This, 1000 times this.

Now I don't care if the girl did hint at other possibilities. A grown man is responsible for his own actions. He was in a strip club, not at the opera. In an environment where young girls take their off their clothes and dance for almost any guy who has the cash, one should reasonably understand that a certain level of caution and common sense is needed.

I have absolutely no sympathy for any guy that is dumb enough to spend the mortgage payment or the grocery money chasing after the affections of a dancer in a SC.


I see girls get expensive gifts all the time from their regulars. They pay their bills, take care of rent, whatever, because they like the girl and want to do it. It has nothing to do with the girl playing them. Then at some point he turns around and feels used. Then the man feels angry and vindictive and you know what the girl does? Cries. She cries and cries because what she thought was a friend and benefactor was just another man wanting tail.

You may be laying it on a little thick here. ;)

IMHO it would have to be a very new and/or naive stripper that doesn't understand why a guy is throwing large sums of money at her. In fact, IME many dancers are quite good at stringalongs and a variety of other games designed to keep him spending while not shattering his false hopes, such as subtly dodging uncomfortable requests/questions or otherwise giving him non-committal or even slightly promissory responses.

RECORDS:
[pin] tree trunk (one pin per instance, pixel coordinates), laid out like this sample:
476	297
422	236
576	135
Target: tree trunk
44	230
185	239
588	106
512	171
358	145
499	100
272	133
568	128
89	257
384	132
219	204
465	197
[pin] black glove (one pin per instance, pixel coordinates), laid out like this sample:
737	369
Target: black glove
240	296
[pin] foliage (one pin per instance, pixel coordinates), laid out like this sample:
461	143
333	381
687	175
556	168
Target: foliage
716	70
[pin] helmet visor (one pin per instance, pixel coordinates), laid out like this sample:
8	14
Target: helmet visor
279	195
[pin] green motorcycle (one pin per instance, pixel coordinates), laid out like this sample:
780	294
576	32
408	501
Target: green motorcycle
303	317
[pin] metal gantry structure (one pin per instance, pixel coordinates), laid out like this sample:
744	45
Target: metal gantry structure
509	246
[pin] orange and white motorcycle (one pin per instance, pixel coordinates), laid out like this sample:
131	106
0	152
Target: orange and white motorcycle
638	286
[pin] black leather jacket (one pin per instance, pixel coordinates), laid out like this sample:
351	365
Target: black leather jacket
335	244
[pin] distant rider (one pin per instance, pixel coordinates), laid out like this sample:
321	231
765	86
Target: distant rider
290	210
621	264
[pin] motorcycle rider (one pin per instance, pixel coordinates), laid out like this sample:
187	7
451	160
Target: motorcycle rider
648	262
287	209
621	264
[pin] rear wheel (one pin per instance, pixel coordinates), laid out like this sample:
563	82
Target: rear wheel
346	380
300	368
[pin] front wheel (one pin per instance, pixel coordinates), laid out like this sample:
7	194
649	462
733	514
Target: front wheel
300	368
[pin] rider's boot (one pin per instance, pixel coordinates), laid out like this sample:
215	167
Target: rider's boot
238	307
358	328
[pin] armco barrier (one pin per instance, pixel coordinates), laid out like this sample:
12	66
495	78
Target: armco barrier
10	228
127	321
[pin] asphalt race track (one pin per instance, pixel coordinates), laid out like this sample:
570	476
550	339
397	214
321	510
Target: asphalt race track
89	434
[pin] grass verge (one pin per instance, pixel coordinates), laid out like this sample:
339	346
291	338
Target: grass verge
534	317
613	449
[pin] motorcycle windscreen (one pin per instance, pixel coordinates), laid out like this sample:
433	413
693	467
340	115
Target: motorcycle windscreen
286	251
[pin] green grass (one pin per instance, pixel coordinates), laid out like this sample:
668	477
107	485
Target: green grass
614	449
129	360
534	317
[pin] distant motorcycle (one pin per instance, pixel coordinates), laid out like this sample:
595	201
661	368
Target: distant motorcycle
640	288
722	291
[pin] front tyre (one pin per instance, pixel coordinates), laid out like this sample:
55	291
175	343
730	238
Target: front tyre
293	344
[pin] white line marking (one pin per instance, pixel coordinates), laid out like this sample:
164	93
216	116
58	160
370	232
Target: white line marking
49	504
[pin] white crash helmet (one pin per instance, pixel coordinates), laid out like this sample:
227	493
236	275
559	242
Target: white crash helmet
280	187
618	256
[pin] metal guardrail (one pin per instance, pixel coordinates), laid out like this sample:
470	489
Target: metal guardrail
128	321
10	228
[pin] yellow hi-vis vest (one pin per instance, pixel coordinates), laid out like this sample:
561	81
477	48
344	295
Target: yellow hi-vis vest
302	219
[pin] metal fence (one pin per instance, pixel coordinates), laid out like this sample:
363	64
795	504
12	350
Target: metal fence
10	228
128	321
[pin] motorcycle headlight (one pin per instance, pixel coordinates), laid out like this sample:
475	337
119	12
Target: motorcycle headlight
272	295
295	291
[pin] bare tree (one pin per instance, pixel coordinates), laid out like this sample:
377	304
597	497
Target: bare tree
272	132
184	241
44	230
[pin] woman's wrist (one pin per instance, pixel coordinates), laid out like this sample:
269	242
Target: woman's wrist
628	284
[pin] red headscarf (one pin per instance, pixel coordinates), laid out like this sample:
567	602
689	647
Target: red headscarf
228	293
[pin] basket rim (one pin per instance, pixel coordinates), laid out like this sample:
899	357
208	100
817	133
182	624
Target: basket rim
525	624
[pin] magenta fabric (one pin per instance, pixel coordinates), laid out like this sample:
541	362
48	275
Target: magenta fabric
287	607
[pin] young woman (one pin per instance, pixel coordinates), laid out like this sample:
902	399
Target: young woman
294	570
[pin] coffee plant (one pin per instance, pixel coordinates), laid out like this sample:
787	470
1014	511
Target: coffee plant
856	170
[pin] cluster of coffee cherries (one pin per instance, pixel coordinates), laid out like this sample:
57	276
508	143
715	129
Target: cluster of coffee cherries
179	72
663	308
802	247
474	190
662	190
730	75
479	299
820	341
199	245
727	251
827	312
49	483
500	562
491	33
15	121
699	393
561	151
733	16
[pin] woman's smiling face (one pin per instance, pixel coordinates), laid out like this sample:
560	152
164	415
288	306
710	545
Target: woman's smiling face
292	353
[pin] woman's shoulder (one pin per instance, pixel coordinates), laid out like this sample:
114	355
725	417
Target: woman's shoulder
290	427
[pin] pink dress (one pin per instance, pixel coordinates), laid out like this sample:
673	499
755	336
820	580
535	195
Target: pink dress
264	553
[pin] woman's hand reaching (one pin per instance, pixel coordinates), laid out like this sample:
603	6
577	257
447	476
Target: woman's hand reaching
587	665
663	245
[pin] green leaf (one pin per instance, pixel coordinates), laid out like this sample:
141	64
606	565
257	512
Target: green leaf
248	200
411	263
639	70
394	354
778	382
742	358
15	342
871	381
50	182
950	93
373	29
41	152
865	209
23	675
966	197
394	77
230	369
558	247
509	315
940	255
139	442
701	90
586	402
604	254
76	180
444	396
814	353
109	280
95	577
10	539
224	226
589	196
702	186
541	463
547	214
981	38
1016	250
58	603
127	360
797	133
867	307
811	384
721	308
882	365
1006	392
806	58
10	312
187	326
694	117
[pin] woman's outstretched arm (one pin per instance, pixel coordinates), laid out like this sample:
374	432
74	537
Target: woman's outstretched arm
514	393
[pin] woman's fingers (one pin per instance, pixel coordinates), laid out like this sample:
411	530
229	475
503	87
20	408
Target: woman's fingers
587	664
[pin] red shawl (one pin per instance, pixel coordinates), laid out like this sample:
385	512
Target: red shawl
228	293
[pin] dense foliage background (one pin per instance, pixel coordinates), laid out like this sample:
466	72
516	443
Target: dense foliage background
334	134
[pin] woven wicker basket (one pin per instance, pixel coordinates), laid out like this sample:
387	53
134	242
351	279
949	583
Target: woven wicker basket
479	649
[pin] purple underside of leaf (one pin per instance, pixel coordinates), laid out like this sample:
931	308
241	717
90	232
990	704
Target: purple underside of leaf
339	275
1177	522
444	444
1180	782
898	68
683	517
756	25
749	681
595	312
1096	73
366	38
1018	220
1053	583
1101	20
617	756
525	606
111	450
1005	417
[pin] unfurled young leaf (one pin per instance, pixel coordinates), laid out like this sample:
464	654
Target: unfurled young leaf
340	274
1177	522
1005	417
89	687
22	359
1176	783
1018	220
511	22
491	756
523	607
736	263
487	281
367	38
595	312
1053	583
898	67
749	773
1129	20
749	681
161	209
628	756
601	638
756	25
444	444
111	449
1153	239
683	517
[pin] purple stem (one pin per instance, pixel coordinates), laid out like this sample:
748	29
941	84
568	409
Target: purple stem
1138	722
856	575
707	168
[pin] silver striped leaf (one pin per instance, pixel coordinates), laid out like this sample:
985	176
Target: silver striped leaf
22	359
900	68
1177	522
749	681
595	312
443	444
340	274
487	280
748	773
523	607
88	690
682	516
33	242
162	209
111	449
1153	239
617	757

WORK TO COMPLETE:
Continue the forum discussion about strip club regulars and dancers, picking up right after its last sentence.

ANSWER FOR THIS EXERCISE:
But if a guy is dumb enough to participate in this, and voluntarily shell out large sums of money pursuing her, then it is on him. I don't think that the dancer has any responsiblity to tell the guy to stop spending money, regardless of how remote his chances are of getting what he really wants.

swalbr
03-27-2011, 11:19 AM
I've known a dancer for over 15 years. She was my ATF way back when and things between us were strictly customer- dancer related , although there seemed to be a genuine "affection" between us. This went on for a number of years until one day she disappeared. After about 7-8 years of not seeing her, we bumped into each other again at another club. She had gotten married and divorced. We have renewed our "relationship" and things have gotten much more intense. Where I live, things are much more liberal in the clubs. Suffice to say that our club encounters are hot to the extreme. I pay for her in the club, however, she will spend 2-3 hrs. with me never asking for more then my usual amount. She has told me she adores me and we have gone out to dinner a few times. I pay for the dinners, but not her time. She has asked me out for my birthday, which will be her treat. She has mentioned she would like to go away with me and she would pay for herself. Do you think I'm being played?

pcbman
03-28-2011, 04:40 AM
>Do you think I'm being played?

And this is why successful dancer customer relationships are so rare. It's not always the dancer that has issues. IMO, if everything you say is 100% true, then she is into you. The real question you should be asking yourself is whether you can trust her to be your girlfriend or perhaps more, or will that nagging question always be in the back of your mind? Best of luck to you....

bem401
03-28-2011, 04:50 AM
^^^If you want to find out if you're being played, I'd suggest you remove the customer aspect from your relationship and see what happens.

swalbr
03-28-2011, 06:19 AM
^^^If you want to find out if you're being played, I'd suggest you remove the customer aspect from your relationship and see what happens.


Actually, I enjoy our arrangement just the way it is. I guess I just want to know if it's possible that there could be genuine affection from her, which I have for her, even though there is a financial arrangement between us.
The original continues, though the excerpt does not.